**Aim:**
Copy the records word for word, starting at the line that contains "If you could point to the person with" and continuing through the end of the records below.

**Provided entries:**
START

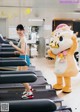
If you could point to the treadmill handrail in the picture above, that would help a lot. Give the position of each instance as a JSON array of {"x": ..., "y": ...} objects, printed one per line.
[
  {"x": 17, "y": 78},
  {"x": 36, "y": 105}
]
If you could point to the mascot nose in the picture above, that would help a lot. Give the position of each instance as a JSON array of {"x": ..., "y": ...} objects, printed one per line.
[{"x": 54, "y": 45}]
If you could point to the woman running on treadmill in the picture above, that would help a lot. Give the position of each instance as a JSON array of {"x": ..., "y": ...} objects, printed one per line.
[{"x": 23, "y": 50}]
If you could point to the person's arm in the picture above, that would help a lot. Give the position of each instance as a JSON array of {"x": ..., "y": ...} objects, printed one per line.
[{"x": 20, "y": 50}]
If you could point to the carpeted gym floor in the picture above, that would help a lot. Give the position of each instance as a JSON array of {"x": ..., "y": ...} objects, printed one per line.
[{"x": 47, "y": 67}]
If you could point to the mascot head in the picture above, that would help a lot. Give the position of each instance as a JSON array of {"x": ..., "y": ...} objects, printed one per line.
[{"x": 61, "y": 39}]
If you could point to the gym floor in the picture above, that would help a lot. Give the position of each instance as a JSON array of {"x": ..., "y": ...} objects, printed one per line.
[{"x": 47, "y": 68}]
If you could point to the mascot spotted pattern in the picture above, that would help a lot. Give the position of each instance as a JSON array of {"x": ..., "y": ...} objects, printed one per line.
[{"x": 62, "y": 47}]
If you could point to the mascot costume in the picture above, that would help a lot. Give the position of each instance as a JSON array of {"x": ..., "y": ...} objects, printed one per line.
[{"x": 62, "y": 48}]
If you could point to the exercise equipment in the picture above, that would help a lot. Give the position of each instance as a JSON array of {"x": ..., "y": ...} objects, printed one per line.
[
  {"x": 8, "y": 54},
  {"x": 6, "y": 49},
  {"x": 6, "y": 41},
  {"x": 13, "y": 95},
  {"x": 12, "y": 63},
  {"x": 20, "y": 78},
  {"x": 43, "y": 105}
]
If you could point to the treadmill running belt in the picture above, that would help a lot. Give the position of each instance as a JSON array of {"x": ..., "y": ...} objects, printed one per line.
[
  {"x": 15, "y": 94},
  {"x": 39, "y": 82}
]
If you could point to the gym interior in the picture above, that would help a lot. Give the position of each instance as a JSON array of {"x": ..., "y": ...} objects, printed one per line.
[{"x": 39, "y": 55}]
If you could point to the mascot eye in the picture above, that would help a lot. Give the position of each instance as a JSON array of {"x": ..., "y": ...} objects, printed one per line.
[{"x": 61, "y": 38}]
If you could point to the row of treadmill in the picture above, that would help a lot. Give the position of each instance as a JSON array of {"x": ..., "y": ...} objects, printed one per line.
[{"x": 11, "y": 88}]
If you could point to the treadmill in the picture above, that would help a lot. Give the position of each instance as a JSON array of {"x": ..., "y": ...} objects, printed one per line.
[{"x": 13, "y": 96}]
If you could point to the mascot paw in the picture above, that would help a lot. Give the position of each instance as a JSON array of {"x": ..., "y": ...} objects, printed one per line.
[
  {"x": 66, "y": 90},
  {"x": 57, "y": 87}
]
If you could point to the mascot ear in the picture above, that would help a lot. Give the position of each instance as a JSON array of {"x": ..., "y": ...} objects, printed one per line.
[
  {"x": 76, "y": 33},
  {"x": 70, "y": 27}
]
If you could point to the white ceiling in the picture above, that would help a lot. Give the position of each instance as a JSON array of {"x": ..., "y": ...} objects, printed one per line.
[{"x": 54, "y": 4}]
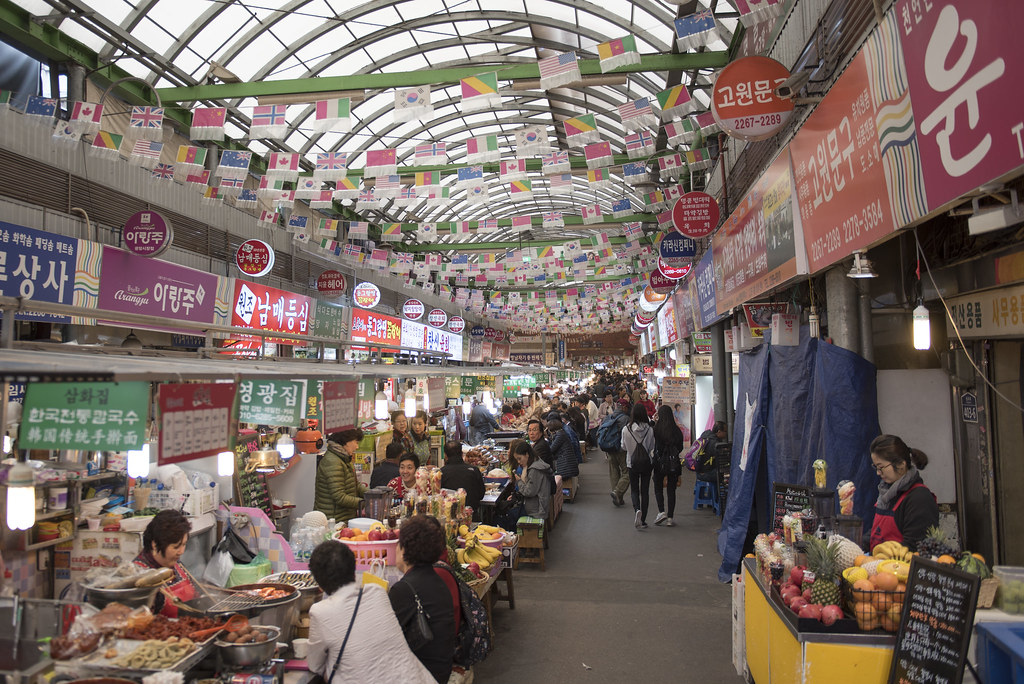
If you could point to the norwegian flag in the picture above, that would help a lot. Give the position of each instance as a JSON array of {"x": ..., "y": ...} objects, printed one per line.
[
  {"x": 146, "y": 122},
  {"x": 268, "y": 122},
  {"x": 331, "y": 166},
  {"x": 559, "y": 71},
  {"x": 637, "y": 114}
]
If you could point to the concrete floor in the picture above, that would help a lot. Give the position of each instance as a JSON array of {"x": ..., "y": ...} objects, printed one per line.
[{"x": 616, "y": 604}]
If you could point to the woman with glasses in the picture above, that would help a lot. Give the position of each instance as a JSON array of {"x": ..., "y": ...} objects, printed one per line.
[{"x": 905, "y": 508}]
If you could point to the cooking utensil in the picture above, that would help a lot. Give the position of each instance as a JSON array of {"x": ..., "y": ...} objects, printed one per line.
[{"x": 233, "y": 624}]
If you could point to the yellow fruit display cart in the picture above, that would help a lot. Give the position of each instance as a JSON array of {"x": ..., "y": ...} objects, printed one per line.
[{"x": 778, "y": 653}]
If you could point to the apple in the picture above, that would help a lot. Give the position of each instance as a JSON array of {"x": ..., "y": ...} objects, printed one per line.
[{"x": 830, "y": 613}]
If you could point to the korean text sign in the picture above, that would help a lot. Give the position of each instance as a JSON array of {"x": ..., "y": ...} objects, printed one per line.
[{"x": 91, "y": 416}]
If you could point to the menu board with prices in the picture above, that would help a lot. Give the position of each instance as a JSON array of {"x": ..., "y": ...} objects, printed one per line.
[
  {"x": 936, "y": 625},
  {"x": 786, "y": 500}
]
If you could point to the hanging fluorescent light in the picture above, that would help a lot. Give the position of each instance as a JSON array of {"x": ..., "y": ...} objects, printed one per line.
[
  {"x": 225, "y": 464},
  {"x": 922, "y": 328},
  {"x": 20, "y": 497}
]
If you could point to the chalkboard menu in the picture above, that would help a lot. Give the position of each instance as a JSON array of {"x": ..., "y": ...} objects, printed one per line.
[
  {"x": 787, "y": 499},
  {"x": 935, "y": 628}
]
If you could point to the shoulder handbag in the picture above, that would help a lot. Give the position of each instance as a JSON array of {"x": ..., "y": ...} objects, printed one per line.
[{"x": 318, "y": 679}]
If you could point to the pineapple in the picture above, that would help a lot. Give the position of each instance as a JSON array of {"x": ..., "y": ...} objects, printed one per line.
[{"x": 822, "y": 559}]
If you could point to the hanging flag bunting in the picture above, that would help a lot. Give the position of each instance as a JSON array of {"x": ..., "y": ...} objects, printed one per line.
[
  {"x": 322, "y": 200},
  {"x": 559, "y": 71},
  {"x": 556, "y": 162},
  {"x": 345, "y": 188},
  {"x": 268, "y": 122},
  {"x": 598, "y": 178},
  {"x": 672, "y": 165},
  {"x": 521, "y": 189},
  {"x": 413, "y": 102},
  {"x": 479, "y": 92},
  {"x": 208, "y": 123},
  {"x": 637, "y": 114},
  {"x": 380, "y": 163},
  {"x": 531, "y": 140},
  {"x": 247, "y": 200},
  {"x": 635, "y": 173},
  {"x": 598, "y": 155},
  {"x": 639, "y": 144},
  {"x": 146, "y": 153},
  {"x": 85, "y": 117},
  {"x": 146, "y": 122},
  {"x": 333, "y": 116},
  {"x": 163, "y": 172},
  {"x": 552, "y": 219},
  {"x": 581, "y": 130},
  {"x": 105, "y": 144},
  {"x": 619, "y": 52},
  {"x": 331, "y": 166},
  {"x": 560, "y": 184},
  {"x": 482, "y": 148},
  {"x": 431, "y": 153},
  {"x": 233, "y": 164},
  {"x": 512, "y": 170},
  {"x": 591, "y": 213},
  {"x": 41, "y": 110}
]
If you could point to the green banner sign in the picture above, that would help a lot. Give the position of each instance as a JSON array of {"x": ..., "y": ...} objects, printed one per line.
[
  {"x": 272, "y": 401},
  {"x": 90, "y": 416}
]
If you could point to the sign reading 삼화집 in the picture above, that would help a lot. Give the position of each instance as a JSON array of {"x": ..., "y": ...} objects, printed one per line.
[
  {"x": 89, "y": 416},
  {"x": 271, "y": 401}
]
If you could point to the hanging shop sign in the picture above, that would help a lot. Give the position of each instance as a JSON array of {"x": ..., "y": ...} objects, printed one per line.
[
  {"x": 967, "y": 91},
  {"x": 37, "y": 265},
  {"x": 135, "y": 285},
  {"x": 367, "y": 295},
  {"x": 89, "y": 416},
  {"x": 260, "y": 307},
  {"x": 743, "y": 100},
  {"x": 437, "y": 317},
  {"x": 332, "y": 284},
  {"x": 278, "y": 402},
  {"x": 695, "y": 214},
  {"x": 254, "y": 258},
  {"x": 413, "y": 309},
  {"x": 755, "y": 250},
  {"x": 339, "y": 405},
  {"x": 195, "y": 420},
  {"x": 147, "y": 233}
]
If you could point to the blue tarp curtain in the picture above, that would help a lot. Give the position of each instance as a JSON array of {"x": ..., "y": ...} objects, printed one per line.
[{"x": 796, "y": 404}]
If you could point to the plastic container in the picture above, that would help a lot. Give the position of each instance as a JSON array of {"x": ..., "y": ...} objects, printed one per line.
[{"x": 1010, "y": 596}]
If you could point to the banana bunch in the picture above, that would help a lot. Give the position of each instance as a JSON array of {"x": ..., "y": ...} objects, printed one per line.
[{"x": 892, "y": 551}]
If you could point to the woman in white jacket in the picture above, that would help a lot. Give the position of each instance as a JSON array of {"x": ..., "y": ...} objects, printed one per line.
[
  {"x": 376, "y": 650},
  {"x": 636, "y": 433}
]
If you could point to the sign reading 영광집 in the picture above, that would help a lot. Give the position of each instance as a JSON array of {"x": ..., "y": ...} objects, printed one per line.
[
  {"x": 90, "y": 416},
  {"x": 271, "y": 401}
]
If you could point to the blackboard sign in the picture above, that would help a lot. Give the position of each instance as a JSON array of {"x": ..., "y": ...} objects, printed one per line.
[
  {"x": 935, "y": 628},
  {"x": 787, "y": 499}
]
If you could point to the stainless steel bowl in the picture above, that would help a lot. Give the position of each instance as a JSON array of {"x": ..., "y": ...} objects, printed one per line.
[
  {"x": 244, "y": 655},
  {"x": 132, "y": 597}
]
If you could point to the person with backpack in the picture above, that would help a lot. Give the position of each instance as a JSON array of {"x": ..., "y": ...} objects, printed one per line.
[
  {"x": 669, "y": 442},
  {"x": 609, "y": 438},
  {"x": 638, "y": 442}
]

END

**Final result:**
If you could point to the person with backpack in the picture above, that would help a lot. Give the position of each instance as a JSON array of {"x": ..., "y": ...} objects, printed one per line.
[
  {"x": 669, "y": 442},
  {"x": 609, "y": 438},
  {"x": 638, "y": 442}
]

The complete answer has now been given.